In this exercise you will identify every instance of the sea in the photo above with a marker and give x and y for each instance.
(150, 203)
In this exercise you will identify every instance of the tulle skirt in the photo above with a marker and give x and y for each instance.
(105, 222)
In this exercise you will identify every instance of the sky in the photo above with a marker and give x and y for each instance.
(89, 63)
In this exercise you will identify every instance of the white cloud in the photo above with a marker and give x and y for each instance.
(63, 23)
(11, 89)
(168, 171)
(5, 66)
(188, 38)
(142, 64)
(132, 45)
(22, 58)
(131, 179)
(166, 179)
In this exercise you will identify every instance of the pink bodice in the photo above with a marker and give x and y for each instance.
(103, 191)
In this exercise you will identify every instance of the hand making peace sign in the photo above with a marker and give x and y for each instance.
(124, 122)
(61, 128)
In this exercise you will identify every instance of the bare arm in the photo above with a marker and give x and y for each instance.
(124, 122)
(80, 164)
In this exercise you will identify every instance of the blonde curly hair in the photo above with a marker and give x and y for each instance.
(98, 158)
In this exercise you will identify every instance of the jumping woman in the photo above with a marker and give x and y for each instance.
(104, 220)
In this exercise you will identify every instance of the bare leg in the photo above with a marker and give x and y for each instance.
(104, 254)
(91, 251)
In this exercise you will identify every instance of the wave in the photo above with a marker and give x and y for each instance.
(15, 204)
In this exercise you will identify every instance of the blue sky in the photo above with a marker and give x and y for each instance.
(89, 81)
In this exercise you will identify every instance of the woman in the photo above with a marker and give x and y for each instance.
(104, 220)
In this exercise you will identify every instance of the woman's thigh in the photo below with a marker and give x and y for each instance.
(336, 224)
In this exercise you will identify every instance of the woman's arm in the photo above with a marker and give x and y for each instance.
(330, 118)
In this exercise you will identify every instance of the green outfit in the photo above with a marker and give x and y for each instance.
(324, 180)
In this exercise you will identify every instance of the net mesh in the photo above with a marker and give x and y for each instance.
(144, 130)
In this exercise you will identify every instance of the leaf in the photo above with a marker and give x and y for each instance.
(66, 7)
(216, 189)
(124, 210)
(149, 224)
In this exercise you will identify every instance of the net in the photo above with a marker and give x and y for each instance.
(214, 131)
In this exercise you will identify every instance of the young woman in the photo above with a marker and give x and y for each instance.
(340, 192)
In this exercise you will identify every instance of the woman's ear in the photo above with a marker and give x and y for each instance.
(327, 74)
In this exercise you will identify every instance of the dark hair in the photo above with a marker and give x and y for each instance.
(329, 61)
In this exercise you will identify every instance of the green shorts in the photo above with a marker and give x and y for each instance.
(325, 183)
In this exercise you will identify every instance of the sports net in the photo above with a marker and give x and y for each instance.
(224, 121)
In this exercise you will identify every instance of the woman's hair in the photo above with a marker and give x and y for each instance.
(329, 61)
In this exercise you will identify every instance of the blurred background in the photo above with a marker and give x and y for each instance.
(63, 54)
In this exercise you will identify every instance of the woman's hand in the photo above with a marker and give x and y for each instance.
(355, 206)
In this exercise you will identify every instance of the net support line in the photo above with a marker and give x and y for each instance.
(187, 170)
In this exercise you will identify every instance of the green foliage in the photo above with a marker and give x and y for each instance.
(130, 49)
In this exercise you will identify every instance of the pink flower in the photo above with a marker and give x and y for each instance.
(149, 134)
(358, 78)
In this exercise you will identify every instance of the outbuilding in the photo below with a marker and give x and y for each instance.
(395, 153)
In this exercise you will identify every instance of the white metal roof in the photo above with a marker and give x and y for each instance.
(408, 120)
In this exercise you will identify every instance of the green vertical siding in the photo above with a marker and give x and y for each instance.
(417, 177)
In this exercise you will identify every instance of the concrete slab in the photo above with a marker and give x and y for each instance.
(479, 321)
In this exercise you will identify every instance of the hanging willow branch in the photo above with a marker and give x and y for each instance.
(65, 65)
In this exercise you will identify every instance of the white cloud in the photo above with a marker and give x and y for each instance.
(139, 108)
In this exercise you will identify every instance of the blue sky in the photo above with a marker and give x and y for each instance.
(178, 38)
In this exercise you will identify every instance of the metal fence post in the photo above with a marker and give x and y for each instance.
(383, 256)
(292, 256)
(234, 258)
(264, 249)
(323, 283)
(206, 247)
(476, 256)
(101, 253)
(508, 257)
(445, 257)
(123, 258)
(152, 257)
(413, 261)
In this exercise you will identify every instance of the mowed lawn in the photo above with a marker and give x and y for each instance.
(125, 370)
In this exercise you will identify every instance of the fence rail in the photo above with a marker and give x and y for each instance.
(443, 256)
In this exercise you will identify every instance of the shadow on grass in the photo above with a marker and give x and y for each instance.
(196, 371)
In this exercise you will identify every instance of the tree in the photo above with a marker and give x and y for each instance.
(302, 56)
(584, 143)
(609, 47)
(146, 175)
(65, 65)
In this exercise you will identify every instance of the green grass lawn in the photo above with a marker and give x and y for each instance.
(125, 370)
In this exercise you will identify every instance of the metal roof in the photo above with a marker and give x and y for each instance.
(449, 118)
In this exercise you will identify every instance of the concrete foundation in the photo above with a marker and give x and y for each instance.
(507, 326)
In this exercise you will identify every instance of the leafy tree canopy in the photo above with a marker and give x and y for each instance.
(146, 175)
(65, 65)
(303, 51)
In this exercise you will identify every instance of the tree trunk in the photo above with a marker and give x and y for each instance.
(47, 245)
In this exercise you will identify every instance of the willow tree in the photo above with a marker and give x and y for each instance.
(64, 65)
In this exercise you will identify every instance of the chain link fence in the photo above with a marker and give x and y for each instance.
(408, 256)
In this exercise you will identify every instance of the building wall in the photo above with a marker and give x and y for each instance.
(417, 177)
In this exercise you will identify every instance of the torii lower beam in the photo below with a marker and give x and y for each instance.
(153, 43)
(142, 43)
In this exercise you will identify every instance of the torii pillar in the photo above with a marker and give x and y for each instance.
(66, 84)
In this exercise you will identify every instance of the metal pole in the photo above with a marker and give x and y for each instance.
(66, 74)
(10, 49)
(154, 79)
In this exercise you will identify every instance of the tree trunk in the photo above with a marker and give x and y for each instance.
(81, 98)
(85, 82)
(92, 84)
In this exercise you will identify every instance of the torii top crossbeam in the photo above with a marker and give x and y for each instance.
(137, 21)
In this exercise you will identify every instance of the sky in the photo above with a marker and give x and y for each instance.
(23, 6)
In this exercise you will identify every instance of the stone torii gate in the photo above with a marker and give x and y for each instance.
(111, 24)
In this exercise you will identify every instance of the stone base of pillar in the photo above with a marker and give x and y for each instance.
* * * *
Required work
Copy every one of the entries above, character for character, leaving nothing out.

Written answer
In this exercise you will identify every instance of the sea in the photo above with a marker and give x and y for each instance.
(150, 203)
In this exercise you will identify every instance of the tulle skirt in the photo above with a marker and give x and y for each instance.
(105, 222)
In this exercise you will identify every instance of the sky in the photo above with a marker and give x and y for each instance.
(89, 63)
In this exercise you will identify every instance of the white cloud in the photo above with a marker and give x and y for each instance.
(63, 23)
(11, 89)
(168, 171)
(5, 66)
(188, 38)
(142, 64)
(132, 45)
(22, 58)
(131, 179)
(166, 179)
In this exercise you will identify every instance of the pink bodice in the photo above with a marker and give x and y for each instance.
(103, 191)
In this exercise you will identify every instance of the hand making peace sign in the photo above with a marker and give x and y for each instance.
(124, 122)
(61, 128)
In this exercise you will identify every instance of the bare arm in the photo above with a marker and give x and y for each instance.
(124, 122)
(80, 164)
In this exercise you will identify every instance of the blonde curly hair in the photo above with a marker and give x and y for each instance.
(98, 158)
In this exercise you will identify every instance of the jumping woman in the photo above with a marker and give x and y for each instance.
(104, 220)
In this exercise you will identify every instance of the bare leg in the photo above with a marker and give x and y for each instance.
(104, 254)
(91, 251)
In this exercise you will identify every instance of the wave in the photo above with a marker and give x and y for each instance.
(15, 204)
In this exercise you will identify every instance of the blue sky in the photo above with a marker and give x and y for each instance.
(89, 81)
In this exercise you will identify every instance of the woman in the photo above with a marker and give x and y for each instance.
(104, 220)
In this exercise you will identify every instance of the woman's thigh in the photo below with a marker and give x and y for each instance.
(336, 224)
In this exercise you will identify every instance of the woman's arm in the photo above with a marker and give x and y for each instance.
(330, 118)
In this exercise you will identify every instance of the green outfit in the photo above with a marker and give x and y for each instance.
(324, 180)
In this exercise you will identify every instance of the net mesh in the photo above with a marker and give x and y for each instance.
(144, 130)
In this exercise you will identify every instance of the leaf in the photo above with a marker and give x and y for each instance.
(66, 7)
(216, 189)
(124, 210)
(149, 224)
In this exercise you will identify every instance of the net in the photo above with a marker and give x and y for each instance.
(214, 131)
In this exercise you will identify every instance of the young woman in the photo above with a marker and give x and y for each instance.
(340, 192)
In this exercise you will identify every instance of the woman's ear in the photo above with a marker and give x and y for each instance.
(327, 74)
In this exercise you will identify every instance of the dark hair in the photo above with a marker and give x and y for each instance.
(329, 61)
In this exercise you will identify every instance of the green shorts in the photo above with a marker and give x and y for each instance.
(325, 183)
In this exercise you will identify every instance of the sports net in the photo above with a marker and give x and y for each instance.
(224, 121)
In this exercise you will identify every instance of the woman's hair in the photo above with a marker and give x and y for each instance.
(329, 61)
In this exercise you will identify every instance of the blurred background in the photo above with a marker and give x and y for each instance.
(63, 54)
In this exercise you will identify every instance of the woman's hand in the photo above with a marker and give x and y for each instance.
(355, 206)
In this exercise you will identify every instance of the net support line in the photo above with a marker and give x and y for each instance.
(187, 170)
In this exercise you will identify every instance of the green foliage in the photo above with a marker and give x and y for each instance.
(130, 49)
In this exercise you will identify every instance of the pink flower in the photo above with a marker and give x and y for each instance.
(149, 134)
(358, 78)
In this exercise you will identify every instance of the outbuilding in the photo below with a marker and give x and y for each instance.
(395, 153)
In this exercise you will identify every instance of the white metal roof in the photo above with a marker and give x and y for each instance.
(408, 120)
In this exercise you will identify every instance of the green vertical siding in the photo above with a marker and give x and y for each instance.
(417, 177)
In this exercise you will identify every instance of the concrete slab in the photo above with a marker and give x and y for each instance.
(479, 321)
In this exercise you will identify every instance of the hanging willow branch in the photo above with a marker and give x and y for each instance.
(65, 65)
In this exercise you will identify every instance of the white cloud in the photo above with a marker and give x and y for each instance.
(139, 108)
In this exercise you will identify every instance of the blue sky in the photo above with a marker and give x and y for each instance.
(178, 38)
In this exercise you will identify every instance of the metal fence post in the photo above with a marker and give x and y for each instance.
(383, 256)
(292, 256)
(234, 258)
(264, 249)
(323, 283)
(206, 247)
(476, 256)
(101, 253)
(508, 257)
(445, 257)
(123, 258)
(152, 257)
(413, 261)
In this exercise you will identify every instance of the mowed lawn in the photo above with a marker and give x and y for each instance.
(125, 370)
In this exercise you will identify every instance of the fence rail in the photo above with a marker and give x and y for each instance.
(443, 256)
In this exercise you will identify every instance of the shadow on grass in the photo above with a marker and give x and y for each instance.
(196, 371)
In this exercise you will identify every instance of the tree in the photo above with a marker and give x and y for each instance.
(302, 56)
(584, 143)
(609, 47)
(146, 175)
(65, 65)
In this exercise you will identify every instance of the green grass lawn in the photo above with a marker and give x and y for each instance.
(125, 370)
In this exercise you will identify every instance of the metal roof in the photo above with a marker and give x and y for each instance.
(449, 118)
In this exercise you will identify every instance of the concrete foundation in the photo above with a marker and give x and y for each instance.
(507, 326)
In this exercise you will identify every instance of the leafy tree canopy in the photo above with a marker and give x and y for each instance.
(146, 175)
(65, 65)
(303, 51)
In this exercise you will identify every instance of the tree trunk in the photo above with a marker and give x and y for each instance.
(47, 245)
In this exercise you will identify every instance of the willow tree in the photo above with a marker and give x and y for each instance.
(64, 65)
In this exercise you will identify every instance of the chain link fence in the photo above with a marker and give x and y for each instance.
(408, 256)
In this exercise you will identify every instance of the building wall in the photo above with a marker and give x and y for each instance.
(417, 177)
In this exercise you will identify every instance of the torii lower beam in the photo below with a marker and give x and y for each instance.
(153, 43)
(142, 43)
In this exercise you will identify every instance of the torii pillar in the photo above with a marker and give x and y for each instance.
(66, 84)
In this exercise you will identify every instance of the metal pole in the photo above with a marker and give x and y for each instance.
(66, 74)
(10, 49)
(154, 79)
In this exercise you will identify every instance of the tree trunk in the photo above with a marker and give x and y for each instance.
(81, 98)
(85, 82)
(92, 84)
In this exercise you will identify every instance of the torii top crossbeam in the photo above with a marker and give x and y for each instance.
(137, 21)
In this exercise you will identify every instance of the sky in the photo above with a marker and give x and y for each instance.
(23, 6)
In this exercise you will identify every instance of the stone torii gate in the photo above with a marker and give x and y for each instance.
(111, 24)
In this exercise you will identify every instance of the stone base of pillar in the photo above with a marker and give x and y for each instance.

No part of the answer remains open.